▸ DOCUMENT SEGMENT
======

The WW domains of Smurf1 have been shown to interact with Smad1 and Smad5, but not with Smad2 and Smad3, through a PPXY motif in the linker region of the Smads (14). Here, we report the identification of Smurf2, a Smurf1-related member of Hect domain E3 ligases. We demonstrate that Smurf2 interacts with receptor-regulated Smads (i.e., Smad1, Smad2, and Smad3) but not with the common mediator Smad (Smad4). Smurf2 preferentially targets Smad1 for ubiquitination and degradation, has a much weaker effect on Smad2 protein levels, but does not affect Smad3 levels. Increased Smurf2 levels in Xenopus embryo profoundly affect ventral mesoderm formation by decreasing Smad1 signaling. These findings suggest that Smurf2 regulates the competence of a cell and/or developing organism to respond to TGF-β superfamily signals.
Methods
Cloning of Human Smurf2 cDNA and Construction of Expression Plasmids.
BLAST search of databases of human-expressed sequence tags was performed to identify human cDNA sequences that share high homology to Smurf1 sequence. cDNA clones 323430, 37867, 42163, and 360440, obtained from the I.M.A.G.E. Consortium, were sequenced and served as the basis to assemble the full-length coding sequence. Expression plasmids for N-terminal hemagglutinin (HA), Myc-tagged or untagged full-length human Smurf2 protein, or defined regions of Smurf2 were generated by PCR of coding sequences and inserted into EcoRI and SalI or HindIII sites of the cytomegalovirus promoter-driven mammalian expression plasmid pRK5 (19) or derivatives. PCR-based approaches were also used to generate a ubiquitin–ligase-inactive mutant of Smurf2, in which cysteine 716 was replaced by glycine.
Expression plasmids encoding N-terminally FLAG-tagged Smad1, Smad2, Smad3, and C-terminal FLAG-tagged Smad4 were described before (20, 21).
Yeast Two-Hybrid Interaction Assays.
The Lex-A-based yeast two-hybrid system was used as described (22). Bait plasmid containing the coding sequences for individual Smads in pEG202 were described before (23, 24). Smad3NLΔPY, which lacks the PPGY sequence (amino acids 181–184) in Smad3, in bait plasmid pEG202 and Smurf2 fragments in prey plasmid pJG4-5 were generated by PCR-mediated approaches and subcloning.
Transfection, Immunoprecipitation, and Pulse–Chase Analyses.

======

▸ DIRECTIONS
From the Smurf2 text, repeat the part that opens with "The WW domains" and closes with "TGF-β superfamily signals.", substituting "proteolysis" for "degradation".

▸ RECORDS SHOWN

======

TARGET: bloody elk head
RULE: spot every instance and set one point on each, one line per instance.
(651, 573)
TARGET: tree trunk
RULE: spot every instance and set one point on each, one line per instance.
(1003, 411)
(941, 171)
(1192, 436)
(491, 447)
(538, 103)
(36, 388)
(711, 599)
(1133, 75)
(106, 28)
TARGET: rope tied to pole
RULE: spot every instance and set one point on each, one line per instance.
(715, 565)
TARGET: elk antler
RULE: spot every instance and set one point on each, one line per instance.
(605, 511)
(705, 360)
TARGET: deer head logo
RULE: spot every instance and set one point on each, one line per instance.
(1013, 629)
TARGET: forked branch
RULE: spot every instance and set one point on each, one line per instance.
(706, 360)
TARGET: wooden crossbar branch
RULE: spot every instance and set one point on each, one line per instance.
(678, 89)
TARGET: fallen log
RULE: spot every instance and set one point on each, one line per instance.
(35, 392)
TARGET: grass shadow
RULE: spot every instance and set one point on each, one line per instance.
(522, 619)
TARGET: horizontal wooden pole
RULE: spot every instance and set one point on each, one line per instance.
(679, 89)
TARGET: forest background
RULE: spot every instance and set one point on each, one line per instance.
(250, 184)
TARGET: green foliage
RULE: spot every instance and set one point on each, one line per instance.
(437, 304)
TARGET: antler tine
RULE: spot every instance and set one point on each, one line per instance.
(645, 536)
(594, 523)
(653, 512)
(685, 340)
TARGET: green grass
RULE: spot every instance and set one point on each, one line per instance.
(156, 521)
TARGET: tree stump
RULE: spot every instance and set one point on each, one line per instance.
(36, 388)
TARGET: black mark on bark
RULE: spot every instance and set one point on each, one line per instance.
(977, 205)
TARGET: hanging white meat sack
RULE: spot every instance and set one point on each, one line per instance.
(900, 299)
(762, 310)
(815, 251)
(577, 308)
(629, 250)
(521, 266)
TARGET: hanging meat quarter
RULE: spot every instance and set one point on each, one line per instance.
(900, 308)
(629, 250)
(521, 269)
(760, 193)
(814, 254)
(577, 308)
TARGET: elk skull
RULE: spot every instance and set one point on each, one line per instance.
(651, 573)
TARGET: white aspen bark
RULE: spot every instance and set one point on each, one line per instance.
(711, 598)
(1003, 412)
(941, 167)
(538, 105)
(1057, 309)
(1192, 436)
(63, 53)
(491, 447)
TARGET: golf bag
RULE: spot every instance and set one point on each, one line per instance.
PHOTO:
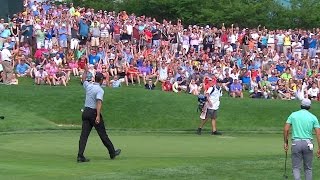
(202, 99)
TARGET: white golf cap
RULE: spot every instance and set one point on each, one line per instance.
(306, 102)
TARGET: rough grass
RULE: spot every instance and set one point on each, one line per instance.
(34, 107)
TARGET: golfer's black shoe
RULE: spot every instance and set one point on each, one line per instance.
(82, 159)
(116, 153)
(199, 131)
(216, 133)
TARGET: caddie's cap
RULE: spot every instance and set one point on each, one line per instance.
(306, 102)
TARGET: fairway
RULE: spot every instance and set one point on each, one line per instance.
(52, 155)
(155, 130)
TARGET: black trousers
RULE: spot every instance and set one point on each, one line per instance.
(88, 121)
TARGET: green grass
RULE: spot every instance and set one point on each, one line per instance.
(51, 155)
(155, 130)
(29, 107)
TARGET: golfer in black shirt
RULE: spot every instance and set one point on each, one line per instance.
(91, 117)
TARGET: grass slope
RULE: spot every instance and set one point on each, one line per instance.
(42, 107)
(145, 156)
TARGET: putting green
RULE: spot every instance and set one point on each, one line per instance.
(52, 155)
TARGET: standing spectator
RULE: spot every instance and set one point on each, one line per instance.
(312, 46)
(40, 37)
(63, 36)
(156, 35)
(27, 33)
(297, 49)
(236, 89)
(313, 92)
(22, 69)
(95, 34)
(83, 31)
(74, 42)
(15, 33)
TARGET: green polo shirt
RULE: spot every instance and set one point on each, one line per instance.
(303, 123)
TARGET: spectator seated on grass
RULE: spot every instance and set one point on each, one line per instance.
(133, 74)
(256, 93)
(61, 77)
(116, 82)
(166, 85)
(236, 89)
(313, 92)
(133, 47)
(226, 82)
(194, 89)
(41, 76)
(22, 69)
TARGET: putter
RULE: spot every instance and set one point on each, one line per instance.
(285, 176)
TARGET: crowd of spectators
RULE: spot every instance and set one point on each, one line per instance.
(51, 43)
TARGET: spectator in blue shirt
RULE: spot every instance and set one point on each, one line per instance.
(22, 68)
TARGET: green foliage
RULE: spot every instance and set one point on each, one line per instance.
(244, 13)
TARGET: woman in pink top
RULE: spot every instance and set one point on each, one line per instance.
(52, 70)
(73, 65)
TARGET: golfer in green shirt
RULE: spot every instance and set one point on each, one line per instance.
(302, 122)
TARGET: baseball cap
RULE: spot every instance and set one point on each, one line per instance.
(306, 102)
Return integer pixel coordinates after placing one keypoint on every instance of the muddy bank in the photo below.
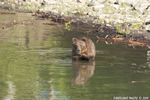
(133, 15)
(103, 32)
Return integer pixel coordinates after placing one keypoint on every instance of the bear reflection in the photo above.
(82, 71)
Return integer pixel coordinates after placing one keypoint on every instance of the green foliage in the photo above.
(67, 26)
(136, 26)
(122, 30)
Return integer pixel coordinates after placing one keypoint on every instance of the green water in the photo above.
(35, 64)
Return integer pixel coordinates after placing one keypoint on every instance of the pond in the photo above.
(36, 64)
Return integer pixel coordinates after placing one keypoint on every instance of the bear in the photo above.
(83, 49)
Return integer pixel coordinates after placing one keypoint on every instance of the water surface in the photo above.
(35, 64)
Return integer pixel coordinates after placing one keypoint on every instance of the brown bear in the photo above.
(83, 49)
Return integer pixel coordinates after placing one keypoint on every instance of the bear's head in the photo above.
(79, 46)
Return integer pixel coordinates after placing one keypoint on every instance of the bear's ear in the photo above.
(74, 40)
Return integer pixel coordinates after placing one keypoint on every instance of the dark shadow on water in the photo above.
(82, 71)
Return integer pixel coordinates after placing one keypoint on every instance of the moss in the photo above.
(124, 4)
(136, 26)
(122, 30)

======

▸ OUTPUT
The WW domains of Smurf1 have been shown to interact with Smad1 and Smad5, but not with Smad2 and Smad3, through a PPXY motif in the linker region of the Smads (14). Here, we report the identification of Smurf2, a Smurf1-related member of Hect domain E3 ligases. We demonstrate that Smurf2 interacts with receptor-regulated Smads (i.e., Smad1, Smad2, and Smad3) but not with the common mediator Smad (Smad4). Smurf2 preferentially targets Smad1 for ubiquitination and proteolysis, has a much weaker effect on Smad2 protein levels, but does not affect Smad3 levels. Increased Smurf2 levels in Xenopus embryo profoundly affect ventral mesoderm formation by decreasing Smad1 signaling. These findings suggest that Smurf2 regulates the competence of a cell and/or developing organism to respond to TGF-β superfamily signals.